[Region pointing data]
....

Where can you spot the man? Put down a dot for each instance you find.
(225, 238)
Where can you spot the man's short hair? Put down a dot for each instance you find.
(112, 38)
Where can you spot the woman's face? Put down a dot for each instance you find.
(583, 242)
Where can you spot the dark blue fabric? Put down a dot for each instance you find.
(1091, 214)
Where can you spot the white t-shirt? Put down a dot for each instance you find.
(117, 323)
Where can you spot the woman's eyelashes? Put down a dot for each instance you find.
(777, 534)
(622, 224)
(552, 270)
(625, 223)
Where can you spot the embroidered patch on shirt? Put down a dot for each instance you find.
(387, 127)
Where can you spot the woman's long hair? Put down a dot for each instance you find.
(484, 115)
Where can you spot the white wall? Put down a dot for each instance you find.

....

▶ **Work instruction**: All the data above should be restated in full, exactly.

▶ **Your solution**:
Where can you spot the man? Put down a dot for each instance you find.
(225, 238)
Where can you spot the man's short hair? Put down a dot for each instance you find.
(112, 38)
Where can you spot the woman's face? Put down a dot for each instance you find.
(583, 242)
Where can you spot the dark blue fabric? Put down a dot for each instance you find.
(1091, 214)
Where can you spot the white t-shirt? Put down a dot for each instance you find.
(117, 323)
Where can you spot the woman's eyelashes? Put down a dot for each instance you find.
(777, 534)
(622, 224)
(552, 270)
(625, 223)
Where can you spot the embroidered patch on shirt? Put down a dot for each instance you find.
(387, 127)
Where can you spot the woman's long hair? Put down a dot for each instance you find.
(484, 115)
Where can you spot the white wall? Put down a dot for each instance you find.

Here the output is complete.